- **WHAT YOU WILL DO**
Count the lines below that contain the word "lighthouse", and give only the number.

Dataset excerpts on pointing to objects
◇ ◇ ◇ ◇ ◇

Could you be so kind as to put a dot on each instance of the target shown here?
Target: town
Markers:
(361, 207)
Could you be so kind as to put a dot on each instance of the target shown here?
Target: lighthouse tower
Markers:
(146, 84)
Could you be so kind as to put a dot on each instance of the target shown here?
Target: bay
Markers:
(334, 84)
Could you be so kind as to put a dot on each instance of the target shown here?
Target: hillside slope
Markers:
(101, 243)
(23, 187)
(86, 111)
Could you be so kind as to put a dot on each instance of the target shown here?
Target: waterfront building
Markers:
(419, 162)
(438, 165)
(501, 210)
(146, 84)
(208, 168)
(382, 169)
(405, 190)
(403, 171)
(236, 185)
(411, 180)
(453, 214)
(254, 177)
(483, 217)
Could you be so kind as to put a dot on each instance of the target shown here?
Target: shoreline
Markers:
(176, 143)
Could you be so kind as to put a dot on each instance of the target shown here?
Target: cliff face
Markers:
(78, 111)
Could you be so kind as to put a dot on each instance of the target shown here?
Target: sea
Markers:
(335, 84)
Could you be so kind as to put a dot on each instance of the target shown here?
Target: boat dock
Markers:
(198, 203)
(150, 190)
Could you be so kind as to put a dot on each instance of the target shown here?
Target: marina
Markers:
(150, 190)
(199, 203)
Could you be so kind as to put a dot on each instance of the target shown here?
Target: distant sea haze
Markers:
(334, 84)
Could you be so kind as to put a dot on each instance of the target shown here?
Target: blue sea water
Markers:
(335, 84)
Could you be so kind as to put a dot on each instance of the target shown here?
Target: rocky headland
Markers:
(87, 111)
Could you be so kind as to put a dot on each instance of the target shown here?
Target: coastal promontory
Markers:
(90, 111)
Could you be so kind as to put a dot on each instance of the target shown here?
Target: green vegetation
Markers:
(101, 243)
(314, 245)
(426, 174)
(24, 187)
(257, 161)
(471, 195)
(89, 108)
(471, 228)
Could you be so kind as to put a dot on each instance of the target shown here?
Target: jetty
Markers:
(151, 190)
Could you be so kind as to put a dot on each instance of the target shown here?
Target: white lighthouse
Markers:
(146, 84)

◇ ◇ ◇ ◇ ◇

- **FINISHED EXERCISE**
2